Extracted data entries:
--- begin ---

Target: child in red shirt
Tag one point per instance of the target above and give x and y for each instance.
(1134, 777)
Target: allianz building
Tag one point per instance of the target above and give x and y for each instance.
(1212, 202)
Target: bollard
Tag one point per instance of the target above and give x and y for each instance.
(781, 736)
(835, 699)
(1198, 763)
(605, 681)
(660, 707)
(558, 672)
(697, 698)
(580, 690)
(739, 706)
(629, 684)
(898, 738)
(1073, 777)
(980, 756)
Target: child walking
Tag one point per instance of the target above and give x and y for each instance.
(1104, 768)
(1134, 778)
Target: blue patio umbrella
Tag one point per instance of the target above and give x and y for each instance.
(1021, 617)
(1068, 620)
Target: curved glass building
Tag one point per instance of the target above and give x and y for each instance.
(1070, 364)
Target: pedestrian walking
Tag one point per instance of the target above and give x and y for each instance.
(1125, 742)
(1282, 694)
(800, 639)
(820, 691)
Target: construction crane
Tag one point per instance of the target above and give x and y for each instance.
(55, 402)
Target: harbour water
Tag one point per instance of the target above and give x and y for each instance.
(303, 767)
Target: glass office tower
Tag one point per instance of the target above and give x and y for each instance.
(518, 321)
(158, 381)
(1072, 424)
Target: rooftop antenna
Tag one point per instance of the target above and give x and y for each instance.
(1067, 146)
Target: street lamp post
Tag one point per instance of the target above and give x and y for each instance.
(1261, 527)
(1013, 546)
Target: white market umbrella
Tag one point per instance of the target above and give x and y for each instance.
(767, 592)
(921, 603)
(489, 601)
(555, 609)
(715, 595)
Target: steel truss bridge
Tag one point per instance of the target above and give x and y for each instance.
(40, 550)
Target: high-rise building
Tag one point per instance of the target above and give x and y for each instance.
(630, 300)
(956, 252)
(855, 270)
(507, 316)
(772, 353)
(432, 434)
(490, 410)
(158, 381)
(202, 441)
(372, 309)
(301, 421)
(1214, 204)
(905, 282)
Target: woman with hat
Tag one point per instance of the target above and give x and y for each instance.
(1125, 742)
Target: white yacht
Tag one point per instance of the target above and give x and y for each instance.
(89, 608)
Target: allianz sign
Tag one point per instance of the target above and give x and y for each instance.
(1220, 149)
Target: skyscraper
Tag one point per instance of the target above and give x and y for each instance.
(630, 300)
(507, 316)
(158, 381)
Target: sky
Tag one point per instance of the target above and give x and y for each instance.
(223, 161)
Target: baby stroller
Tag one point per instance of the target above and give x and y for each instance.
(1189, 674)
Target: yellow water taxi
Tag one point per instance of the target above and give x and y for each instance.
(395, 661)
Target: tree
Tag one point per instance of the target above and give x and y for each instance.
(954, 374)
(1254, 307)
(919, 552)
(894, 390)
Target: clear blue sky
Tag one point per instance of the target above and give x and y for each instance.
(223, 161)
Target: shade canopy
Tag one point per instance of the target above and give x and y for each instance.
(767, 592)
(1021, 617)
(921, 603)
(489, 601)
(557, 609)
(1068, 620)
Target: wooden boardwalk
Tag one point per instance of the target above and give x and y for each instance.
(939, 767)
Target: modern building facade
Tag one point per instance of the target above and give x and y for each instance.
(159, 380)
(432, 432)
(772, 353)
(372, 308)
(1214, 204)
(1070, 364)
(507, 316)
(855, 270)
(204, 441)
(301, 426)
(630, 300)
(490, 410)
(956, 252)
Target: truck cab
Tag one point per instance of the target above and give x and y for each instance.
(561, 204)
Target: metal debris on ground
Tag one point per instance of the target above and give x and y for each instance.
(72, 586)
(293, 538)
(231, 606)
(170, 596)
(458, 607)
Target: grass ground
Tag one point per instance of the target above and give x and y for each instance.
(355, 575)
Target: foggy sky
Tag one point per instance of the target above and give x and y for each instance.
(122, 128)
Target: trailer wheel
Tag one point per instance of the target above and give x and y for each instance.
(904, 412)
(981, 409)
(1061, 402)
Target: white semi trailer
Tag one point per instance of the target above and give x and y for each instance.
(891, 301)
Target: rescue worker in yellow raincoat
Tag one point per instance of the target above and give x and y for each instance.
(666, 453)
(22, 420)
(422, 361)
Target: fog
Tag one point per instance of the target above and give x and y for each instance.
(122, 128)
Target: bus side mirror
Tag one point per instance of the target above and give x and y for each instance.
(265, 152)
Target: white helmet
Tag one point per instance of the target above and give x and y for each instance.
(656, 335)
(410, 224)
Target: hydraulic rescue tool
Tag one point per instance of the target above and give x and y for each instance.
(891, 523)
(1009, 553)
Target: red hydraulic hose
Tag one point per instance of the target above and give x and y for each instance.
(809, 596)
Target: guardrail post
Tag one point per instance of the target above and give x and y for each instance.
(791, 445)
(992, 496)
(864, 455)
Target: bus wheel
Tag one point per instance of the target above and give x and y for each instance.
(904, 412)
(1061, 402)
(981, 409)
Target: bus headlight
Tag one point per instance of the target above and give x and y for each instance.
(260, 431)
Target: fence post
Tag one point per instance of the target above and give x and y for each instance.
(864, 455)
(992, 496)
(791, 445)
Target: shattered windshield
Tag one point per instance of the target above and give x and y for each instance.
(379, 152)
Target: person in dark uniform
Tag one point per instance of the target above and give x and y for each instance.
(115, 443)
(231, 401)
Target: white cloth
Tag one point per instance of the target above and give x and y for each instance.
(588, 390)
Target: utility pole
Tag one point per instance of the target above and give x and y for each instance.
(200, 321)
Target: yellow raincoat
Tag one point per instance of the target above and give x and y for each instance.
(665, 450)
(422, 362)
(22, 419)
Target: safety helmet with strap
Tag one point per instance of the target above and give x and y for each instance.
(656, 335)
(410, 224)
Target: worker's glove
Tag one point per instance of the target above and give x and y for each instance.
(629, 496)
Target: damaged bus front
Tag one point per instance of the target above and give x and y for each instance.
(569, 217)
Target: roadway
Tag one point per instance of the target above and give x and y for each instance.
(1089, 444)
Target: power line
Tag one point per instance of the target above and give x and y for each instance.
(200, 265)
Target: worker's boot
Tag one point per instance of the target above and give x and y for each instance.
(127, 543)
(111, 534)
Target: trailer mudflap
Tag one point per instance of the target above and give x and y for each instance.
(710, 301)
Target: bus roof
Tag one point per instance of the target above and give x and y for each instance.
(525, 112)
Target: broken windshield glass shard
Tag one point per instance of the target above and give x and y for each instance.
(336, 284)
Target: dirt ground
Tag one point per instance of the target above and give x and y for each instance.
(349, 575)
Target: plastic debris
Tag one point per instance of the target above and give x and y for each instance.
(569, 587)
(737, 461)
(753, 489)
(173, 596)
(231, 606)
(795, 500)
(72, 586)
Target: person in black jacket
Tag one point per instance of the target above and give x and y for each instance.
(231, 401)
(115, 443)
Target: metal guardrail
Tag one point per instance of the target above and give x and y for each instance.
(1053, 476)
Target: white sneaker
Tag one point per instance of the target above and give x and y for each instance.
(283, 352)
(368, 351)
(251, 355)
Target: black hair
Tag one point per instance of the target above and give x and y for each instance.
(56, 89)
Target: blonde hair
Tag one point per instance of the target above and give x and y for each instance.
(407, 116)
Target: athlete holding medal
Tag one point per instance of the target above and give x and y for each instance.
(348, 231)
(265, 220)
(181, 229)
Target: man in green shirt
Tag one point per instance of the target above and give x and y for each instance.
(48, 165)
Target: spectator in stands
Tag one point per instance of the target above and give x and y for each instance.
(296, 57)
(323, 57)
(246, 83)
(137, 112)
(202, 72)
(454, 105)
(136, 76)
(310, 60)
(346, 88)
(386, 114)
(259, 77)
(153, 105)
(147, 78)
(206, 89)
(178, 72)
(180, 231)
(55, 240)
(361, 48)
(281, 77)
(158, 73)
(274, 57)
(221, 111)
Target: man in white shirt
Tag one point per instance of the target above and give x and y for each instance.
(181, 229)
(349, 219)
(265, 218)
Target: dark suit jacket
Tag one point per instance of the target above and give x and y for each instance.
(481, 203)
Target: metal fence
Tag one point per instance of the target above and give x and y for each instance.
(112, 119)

--- end ---

In the listing above, find the line containing "Target: white sneaker" and please quote exactly that line through the last one, and no other lines.

EXPECTED ANSWER -
Target: white sneaker
Tag one point per instance of the target above and give x and y for each instance.
(283, 352)
(368, 351)
(251, 355)
Target: black hair
Tag one point per instance of the target above and give x and y for each instance.
(56, 89)
Target: blonde hair
Tag one point per instance of the target above and give x and y for each instance.
(407, 116)
Target: athlete holding medal
Tag one point per instance of the target above and give x and y for each instance.
(348, 231)
(265, 220)
(181, 229)
Target: man in green shirt
Tag one point per instance of the target above and give x and y for each instance.
(48, 165)
Target: spectator in stands
Tag one point per instance of the target above and give x and y for each instance.
(296, 57)
(323, 57)
(246, 83)
(137, 112)
(202, 72)
(454, 105)
(136, 76)
(310, 60)
(346, 88)
(386, 114)
(259, 77)
(153, 105)
(147, 78)
(206, 89)
(178, 72)
(180, 231)
(55, 240)
(361, 48)
(281, 77)
(158, 73)
(274, 57)
(221, 111)
Target: man in white shirt
Tag one point per instance of the target above and give x and y for each instance.
(181, 229)
(349, 219)
(265, 218)
Target: dark suit jacket
Tag one point per instance of the target above and give x and y for each instance.
(481, 203)
Target: metal fence
Tag one point per instance of the target above and give x and y for each instance.
(112, 119)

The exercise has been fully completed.